-- Text segment follows --

Medicare Advantage membership rose 14% from a year earlier to 1.14 million as of Dec. 31.

Meanwhile, Humana continued to expand its Medicare business after the quarter closed. The company added 100,000 Medicare Advantage members during the month of January alone. In order to meet its 2008 targets, the company needs to add just 100,000 to 150,000 more MA customers throughout the remainder of the year.

In contrast, Humana's smaller commercial division posted only modest gains. There, membership increased just 5% and profits barely rose at all. Costs remained under control, however, as the company maintained a disciplined growth strategy.

Goldman Sachs analyst Matthew Bosch felt pleased with Humana's performance overall. He noted that the company had beaten his MA enrollment target for the quarter while posting better-than-expected benefit ratios for both sides of its business.

"While a lower tax rate drove most of the 4Q upside, the results appear overall high quality," Borsch wrote on Monday morning. "We expect the market will respond positively to the strong 4Q results and improved visibility on strong 2008 results" as well.

Borsch was urging investors to buy Humana's stock even before the company's bullish update. Last month, he raised both his EPS and price targets for the company in anticipation of yet another stellar year.

-- Text segment concluded --
-- Information shown follows --

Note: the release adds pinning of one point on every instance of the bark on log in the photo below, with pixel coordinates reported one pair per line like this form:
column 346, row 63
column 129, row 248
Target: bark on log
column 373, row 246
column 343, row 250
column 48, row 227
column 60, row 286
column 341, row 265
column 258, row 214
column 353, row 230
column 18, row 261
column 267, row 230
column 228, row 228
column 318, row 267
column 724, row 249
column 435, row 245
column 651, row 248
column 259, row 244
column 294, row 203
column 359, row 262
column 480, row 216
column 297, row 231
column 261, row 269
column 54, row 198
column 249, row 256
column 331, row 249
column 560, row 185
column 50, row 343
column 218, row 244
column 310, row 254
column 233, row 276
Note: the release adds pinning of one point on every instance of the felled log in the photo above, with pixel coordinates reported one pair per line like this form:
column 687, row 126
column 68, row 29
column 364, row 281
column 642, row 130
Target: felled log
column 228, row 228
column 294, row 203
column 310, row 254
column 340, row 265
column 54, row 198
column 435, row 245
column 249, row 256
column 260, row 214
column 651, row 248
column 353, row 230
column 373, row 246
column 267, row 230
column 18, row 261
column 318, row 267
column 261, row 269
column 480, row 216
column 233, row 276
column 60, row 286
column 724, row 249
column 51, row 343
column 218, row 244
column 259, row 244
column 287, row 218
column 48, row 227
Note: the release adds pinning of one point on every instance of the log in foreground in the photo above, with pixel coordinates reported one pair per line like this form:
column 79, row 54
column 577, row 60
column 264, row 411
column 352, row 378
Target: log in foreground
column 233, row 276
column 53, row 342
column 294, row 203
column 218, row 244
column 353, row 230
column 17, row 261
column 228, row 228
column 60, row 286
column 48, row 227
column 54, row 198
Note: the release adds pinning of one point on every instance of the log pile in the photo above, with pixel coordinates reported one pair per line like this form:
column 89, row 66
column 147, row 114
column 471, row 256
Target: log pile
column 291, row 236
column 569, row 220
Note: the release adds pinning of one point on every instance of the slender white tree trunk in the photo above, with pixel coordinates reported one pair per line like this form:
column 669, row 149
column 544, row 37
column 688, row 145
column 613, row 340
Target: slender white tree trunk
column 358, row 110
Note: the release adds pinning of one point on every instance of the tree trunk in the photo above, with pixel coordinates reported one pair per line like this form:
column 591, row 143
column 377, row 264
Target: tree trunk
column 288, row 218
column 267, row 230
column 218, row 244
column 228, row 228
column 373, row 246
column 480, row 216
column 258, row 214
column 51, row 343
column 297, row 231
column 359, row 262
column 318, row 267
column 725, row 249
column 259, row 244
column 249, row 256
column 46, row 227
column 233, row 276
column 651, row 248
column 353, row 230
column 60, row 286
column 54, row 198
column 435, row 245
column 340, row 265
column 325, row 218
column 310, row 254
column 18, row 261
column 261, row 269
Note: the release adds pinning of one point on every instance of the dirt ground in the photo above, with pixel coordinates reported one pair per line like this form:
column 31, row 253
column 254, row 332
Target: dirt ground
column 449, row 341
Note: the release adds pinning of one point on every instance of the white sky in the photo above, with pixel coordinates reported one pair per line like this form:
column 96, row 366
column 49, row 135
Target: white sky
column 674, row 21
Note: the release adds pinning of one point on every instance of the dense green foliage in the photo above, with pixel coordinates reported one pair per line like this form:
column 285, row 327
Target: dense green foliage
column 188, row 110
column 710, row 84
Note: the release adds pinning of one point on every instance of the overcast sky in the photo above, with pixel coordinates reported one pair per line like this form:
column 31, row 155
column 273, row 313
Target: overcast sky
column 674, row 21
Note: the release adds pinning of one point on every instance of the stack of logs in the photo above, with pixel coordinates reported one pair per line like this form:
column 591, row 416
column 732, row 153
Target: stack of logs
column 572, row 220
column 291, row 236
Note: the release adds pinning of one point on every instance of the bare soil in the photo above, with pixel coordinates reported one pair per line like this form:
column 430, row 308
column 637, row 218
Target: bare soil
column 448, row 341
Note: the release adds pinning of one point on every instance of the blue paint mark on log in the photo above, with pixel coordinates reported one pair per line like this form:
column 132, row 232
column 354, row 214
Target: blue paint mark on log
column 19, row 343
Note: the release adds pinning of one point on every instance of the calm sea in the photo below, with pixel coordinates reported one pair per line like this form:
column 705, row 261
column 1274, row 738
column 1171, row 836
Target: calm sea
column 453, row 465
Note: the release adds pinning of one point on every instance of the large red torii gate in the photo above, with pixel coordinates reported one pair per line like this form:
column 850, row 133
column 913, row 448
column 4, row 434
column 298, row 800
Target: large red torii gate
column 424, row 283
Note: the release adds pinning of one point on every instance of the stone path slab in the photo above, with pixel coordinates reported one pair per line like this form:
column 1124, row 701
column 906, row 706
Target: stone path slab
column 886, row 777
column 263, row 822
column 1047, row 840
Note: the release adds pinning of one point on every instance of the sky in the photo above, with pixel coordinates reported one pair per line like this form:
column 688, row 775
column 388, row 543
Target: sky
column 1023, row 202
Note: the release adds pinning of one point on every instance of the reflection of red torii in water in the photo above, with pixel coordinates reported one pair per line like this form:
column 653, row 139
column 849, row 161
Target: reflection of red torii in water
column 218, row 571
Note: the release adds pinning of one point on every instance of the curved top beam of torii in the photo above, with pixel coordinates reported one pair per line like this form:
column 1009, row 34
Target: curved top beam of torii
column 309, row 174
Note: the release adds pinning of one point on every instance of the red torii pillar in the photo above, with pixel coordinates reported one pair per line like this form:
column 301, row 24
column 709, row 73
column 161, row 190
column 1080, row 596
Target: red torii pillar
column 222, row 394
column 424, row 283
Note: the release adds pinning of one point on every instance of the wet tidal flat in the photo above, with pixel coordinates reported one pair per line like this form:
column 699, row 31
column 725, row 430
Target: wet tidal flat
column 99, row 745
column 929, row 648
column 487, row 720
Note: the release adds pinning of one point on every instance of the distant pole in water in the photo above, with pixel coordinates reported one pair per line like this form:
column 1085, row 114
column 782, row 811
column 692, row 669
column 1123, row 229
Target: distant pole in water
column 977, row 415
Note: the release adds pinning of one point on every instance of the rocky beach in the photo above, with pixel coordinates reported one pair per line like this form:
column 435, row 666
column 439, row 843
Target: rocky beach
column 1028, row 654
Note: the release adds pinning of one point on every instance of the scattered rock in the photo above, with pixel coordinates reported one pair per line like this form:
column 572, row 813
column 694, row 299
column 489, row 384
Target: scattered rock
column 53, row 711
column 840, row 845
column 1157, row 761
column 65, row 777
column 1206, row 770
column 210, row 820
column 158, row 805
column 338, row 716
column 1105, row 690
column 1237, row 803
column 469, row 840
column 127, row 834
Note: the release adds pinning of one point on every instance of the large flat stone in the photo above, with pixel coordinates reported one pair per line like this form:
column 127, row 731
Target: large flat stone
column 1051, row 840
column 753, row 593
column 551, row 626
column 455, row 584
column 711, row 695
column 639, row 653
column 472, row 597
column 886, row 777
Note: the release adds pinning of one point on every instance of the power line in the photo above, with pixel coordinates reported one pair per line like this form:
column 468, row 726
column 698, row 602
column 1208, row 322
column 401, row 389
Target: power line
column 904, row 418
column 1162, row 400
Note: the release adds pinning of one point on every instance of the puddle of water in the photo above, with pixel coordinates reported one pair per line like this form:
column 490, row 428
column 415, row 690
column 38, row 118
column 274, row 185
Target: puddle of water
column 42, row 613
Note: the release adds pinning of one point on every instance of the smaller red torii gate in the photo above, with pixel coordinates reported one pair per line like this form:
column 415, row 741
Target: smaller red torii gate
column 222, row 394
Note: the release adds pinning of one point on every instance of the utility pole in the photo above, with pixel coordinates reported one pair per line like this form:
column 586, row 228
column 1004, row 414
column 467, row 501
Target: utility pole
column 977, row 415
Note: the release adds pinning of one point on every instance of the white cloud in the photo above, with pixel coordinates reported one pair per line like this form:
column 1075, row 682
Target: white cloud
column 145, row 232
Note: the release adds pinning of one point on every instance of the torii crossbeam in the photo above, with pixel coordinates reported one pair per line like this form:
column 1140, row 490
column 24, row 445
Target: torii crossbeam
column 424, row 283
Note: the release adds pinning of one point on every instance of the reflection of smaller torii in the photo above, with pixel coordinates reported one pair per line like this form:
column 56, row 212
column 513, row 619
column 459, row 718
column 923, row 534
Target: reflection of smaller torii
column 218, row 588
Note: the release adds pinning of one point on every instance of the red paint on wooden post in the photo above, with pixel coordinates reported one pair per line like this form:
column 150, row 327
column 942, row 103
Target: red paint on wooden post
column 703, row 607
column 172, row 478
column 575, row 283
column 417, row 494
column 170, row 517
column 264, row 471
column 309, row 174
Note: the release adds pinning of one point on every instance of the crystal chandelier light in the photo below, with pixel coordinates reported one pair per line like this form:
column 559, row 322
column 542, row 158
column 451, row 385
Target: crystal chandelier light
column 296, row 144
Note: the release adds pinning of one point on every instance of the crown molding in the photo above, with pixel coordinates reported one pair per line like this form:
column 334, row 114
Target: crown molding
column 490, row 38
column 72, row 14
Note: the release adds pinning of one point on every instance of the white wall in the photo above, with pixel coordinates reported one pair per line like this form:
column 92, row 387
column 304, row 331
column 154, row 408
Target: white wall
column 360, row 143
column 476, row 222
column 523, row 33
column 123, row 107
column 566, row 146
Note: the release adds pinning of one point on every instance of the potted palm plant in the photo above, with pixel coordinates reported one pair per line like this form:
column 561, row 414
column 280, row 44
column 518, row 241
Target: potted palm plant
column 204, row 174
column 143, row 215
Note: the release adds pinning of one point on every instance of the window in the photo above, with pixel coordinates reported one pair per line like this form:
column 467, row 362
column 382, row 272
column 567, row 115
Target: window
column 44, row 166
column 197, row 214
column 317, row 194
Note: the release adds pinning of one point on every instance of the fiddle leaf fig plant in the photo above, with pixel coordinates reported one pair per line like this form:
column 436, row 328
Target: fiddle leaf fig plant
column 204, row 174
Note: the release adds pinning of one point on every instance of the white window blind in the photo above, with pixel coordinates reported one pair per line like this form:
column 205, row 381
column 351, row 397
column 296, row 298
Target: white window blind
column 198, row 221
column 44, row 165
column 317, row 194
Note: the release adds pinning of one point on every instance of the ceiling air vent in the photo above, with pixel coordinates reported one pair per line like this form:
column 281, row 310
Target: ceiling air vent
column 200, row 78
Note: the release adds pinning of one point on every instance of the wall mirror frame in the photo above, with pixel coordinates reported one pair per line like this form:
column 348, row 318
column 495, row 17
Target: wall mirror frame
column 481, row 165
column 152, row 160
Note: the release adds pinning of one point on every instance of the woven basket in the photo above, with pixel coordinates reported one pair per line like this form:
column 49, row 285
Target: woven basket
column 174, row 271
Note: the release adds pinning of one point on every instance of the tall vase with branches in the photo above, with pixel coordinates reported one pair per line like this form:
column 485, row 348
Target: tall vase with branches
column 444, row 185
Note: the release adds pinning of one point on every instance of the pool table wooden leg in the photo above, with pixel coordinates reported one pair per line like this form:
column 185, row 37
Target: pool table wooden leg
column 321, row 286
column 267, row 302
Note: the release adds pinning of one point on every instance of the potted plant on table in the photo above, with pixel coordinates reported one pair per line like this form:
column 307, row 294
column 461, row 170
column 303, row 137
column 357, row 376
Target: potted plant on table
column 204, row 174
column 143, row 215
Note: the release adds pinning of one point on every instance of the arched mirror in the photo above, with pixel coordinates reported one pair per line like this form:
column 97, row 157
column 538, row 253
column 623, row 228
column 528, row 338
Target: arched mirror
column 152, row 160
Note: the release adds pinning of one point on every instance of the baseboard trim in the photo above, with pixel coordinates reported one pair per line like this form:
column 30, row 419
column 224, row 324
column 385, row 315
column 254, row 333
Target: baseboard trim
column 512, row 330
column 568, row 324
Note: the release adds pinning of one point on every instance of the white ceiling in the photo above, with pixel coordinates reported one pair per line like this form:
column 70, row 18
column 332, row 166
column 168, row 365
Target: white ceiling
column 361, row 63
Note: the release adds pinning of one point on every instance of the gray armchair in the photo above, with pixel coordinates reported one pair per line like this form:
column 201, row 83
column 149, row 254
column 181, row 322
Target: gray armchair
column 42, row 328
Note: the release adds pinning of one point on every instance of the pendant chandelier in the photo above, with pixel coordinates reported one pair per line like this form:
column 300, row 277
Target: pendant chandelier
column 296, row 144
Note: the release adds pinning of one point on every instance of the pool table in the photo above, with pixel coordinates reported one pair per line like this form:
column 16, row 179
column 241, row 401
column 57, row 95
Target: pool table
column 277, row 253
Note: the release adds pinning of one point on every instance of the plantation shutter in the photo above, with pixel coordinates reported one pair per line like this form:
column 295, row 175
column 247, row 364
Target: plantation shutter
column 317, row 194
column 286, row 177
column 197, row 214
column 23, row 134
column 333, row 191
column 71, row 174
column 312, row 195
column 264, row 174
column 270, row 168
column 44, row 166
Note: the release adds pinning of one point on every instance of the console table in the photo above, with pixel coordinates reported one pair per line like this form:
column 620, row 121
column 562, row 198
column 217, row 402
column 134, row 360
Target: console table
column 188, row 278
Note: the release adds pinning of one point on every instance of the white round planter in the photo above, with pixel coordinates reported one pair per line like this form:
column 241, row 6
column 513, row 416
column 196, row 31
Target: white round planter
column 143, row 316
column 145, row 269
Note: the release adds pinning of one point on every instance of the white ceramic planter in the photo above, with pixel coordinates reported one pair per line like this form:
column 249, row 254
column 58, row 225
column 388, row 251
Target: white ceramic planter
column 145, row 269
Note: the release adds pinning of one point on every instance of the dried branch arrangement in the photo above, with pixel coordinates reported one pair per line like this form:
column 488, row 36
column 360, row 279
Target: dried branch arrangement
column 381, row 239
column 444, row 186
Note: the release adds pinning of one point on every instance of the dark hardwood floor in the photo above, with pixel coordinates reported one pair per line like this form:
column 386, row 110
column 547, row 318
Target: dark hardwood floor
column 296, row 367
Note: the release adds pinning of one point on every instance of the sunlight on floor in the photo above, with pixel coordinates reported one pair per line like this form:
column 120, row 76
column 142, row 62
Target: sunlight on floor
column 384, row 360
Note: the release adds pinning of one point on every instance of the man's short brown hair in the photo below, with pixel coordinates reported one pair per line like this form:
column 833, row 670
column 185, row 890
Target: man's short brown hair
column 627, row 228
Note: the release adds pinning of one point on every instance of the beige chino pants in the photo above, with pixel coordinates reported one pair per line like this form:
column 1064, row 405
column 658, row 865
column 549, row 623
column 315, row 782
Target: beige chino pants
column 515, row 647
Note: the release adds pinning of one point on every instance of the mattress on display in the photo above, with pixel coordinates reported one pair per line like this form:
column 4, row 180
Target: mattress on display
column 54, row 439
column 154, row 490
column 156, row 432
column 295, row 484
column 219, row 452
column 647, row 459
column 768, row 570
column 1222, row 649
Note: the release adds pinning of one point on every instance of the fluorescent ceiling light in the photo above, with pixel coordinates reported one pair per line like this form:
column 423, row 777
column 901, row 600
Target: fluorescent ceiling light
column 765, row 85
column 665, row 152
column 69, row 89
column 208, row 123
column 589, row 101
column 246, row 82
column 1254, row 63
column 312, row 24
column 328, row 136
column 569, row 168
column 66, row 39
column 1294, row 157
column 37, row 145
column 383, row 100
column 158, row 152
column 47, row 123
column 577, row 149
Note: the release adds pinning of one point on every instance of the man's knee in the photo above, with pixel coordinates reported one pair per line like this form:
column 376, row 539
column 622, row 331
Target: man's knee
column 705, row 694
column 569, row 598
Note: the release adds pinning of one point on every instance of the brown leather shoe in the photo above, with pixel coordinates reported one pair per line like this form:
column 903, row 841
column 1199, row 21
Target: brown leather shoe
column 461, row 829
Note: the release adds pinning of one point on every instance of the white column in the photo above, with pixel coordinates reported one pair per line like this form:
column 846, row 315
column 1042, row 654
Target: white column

-- Information shown concluded --

List of tasks ::
(a) Return, word for word, the part of the passage on Humana's quarterly results that opens with the words containing "Medicare Advantage membership" and closes with "of its business.".
(b) Resume the passage on Humana's quarterly results, continuing on from its final sentence.

Exercise answers ::
(a)
Medicare Advantage membership rose 14% from a year earlier to 1.14 million as of Dec. 31.

Meanwhile, Humana continued to expand its Medicare business after the quarter closed. The company added 100,000 Medicare Advantage members during the month of January alone. In order to meet its 2008 targets, the company needs to add just 100,000 to 150,000 more MA customers throughout the remainder of the year.

In contrast, Humana's smaller commercial division posted only modest gains. There, membership increased just 5% and profits barely rose at all. Costs remained under control, however, as the company maintained a disciplined growth strategy.

Goldman Sachs analyst Matthew Bosch felt pleased with Humana's performance overall. He noted that the company had beaten his MA enrollment target for the quarter while posting better-than-expected benefit ratios for both sides of its business.

(b)
Despite political risks, including potential MA cuts under a new president, Borsch views Humana as a relatively safe bet in the fiercely competitive health insurance space.

Borsch, for one, sees no major MA cuts until 2010 at the earliest. He believes that Humana will continue to profit handsomely in the meantime.

There is a "building realization that the MA program is likely to be a long-term vehicle for Medicare cost-containment, even under a potentially Democratic White House and Congress post the elections," Borsch wrote last month. "This is consistent with the thesis we have pushed since 2006, with the Street consensus gradually moving closer to this view."

For now, Borsch's outlook for Humana remains more bullish than most. His $98 price target on Humana's stock ranks as the highest on the Street. Following Monday's positive update, he has placed that target under review and could raise it further still.

Borsch's firm has investment banking ties to Humana. It owns more than $15 million worth of the company's debt as well.